>>>

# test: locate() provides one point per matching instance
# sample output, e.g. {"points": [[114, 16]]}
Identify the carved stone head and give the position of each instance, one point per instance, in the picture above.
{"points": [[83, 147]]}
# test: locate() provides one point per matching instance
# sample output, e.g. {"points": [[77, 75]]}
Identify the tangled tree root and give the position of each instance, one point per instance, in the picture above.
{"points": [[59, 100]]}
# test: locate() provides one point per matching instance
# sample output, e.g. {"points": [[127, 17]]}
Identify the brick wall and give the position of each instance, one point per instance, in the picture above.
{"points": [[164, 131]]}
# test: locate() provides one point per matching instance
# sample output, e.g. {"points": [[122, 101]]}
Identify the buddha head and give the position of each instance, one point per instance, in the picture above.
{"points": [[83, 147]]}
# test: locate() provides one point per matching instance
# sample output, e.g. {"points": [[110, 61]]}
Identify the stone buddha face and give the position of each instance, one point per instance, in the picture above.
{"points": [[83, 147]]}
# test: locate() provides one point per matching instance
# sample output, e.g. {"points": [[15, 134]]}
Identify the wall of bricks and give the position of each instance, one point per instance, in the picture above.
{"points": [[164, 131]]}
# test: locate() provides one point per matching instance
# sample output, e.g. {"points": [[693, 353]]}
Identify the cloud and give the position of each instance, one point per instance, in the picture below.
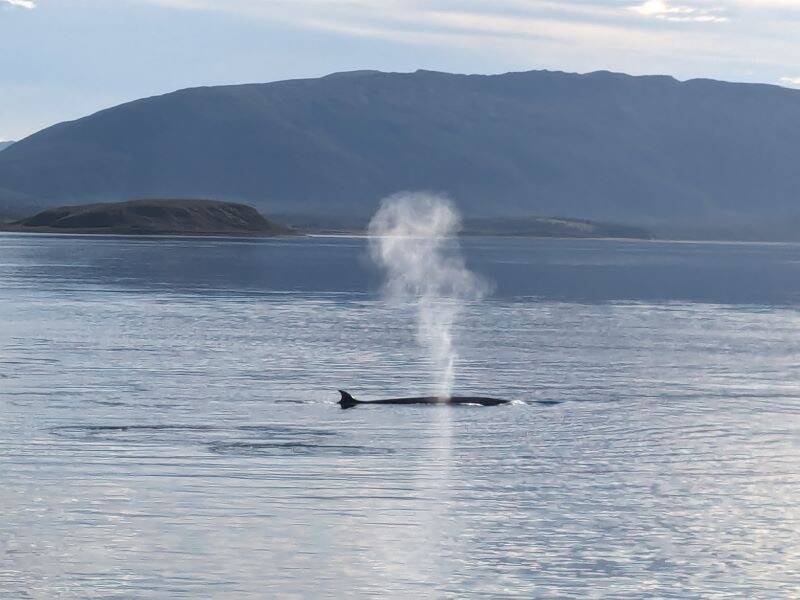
{"points": [[29, 4], [660, 9]]}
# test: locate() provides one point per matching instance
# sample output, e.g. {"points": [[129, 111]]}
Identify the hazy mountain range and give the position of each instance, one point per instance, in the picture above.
{"points": [[604, 146]]}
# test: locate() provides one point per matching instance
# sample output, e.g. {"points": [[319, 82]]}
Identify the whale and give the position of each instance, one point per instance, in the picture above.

<<<

• **Written instruction**
Copy all the records above exactly, but leave out the pictures.

• **Reply**
# test: locate() provides one point per matching instance
# sample output, e.g. {"points": [[114, 16]]}
Identify the carved stone head and give the position of each instance, one point per instance, in the picture above.
{"points": [[83, 147]]}
# test: locate() provides one point per matching instance
# sample output, e.g. {"points": [[77, 75]]}
Identify the tangled tree root and give the position of each instance, one point per instance, in the picture above.
{"points": [[59, 100]]}
# test: locate() provides one point per matching instance
# sample output, e.g. {"points": [[127, 17]]}
Identify the brick wall and give the position of each instance, one point per instance, in the picture above.
{"points": [[164, 131]]}
# test: locate() provides one point per matching instance
# sample output, e.g. {"points": [[122, 101]]}
Identify the buddha head and give the position of each instance, one point per instance, in the picture above.
{"points": [[83, 147]]}
# test: locate() provides one point per matching instance
# sample output, e.g. {"points": [[110, 61]]}
Identify the stone buddha face and give the position of each instance, one point per instance, in the picture above.
{"points": [[83, 147]]}
# test: locate() provides one point per matching instance
# sample output, e.g. {"points": [[15, 134]]}
Identify the wall of bricks and give the position of each instance, one point per instance, in the picture above.
{"points": [[164, 131]]}
# test: locate() provides one point per matching instance
# sample output, e.g. {"points": [[693, 353]]}
Identify the cloud and give the position of each instance, one point per instance, in the picture below.
{"points": [[29, 4], [660, 9]]}
# test: locate() provides one point per matching instance
# sample output, e.g. {"points": [[129, 111]]}
Identify the hazy mountain range and give the position of each instance, one point per instance, in the picture above.
{"points": [[604, 146]]}
# test: locate() provides one point per matching instance
# sample output, e.g. {"points": [[319, 82]]}
Identify the whale and give the position of each instance, one point per instance, in the picture above.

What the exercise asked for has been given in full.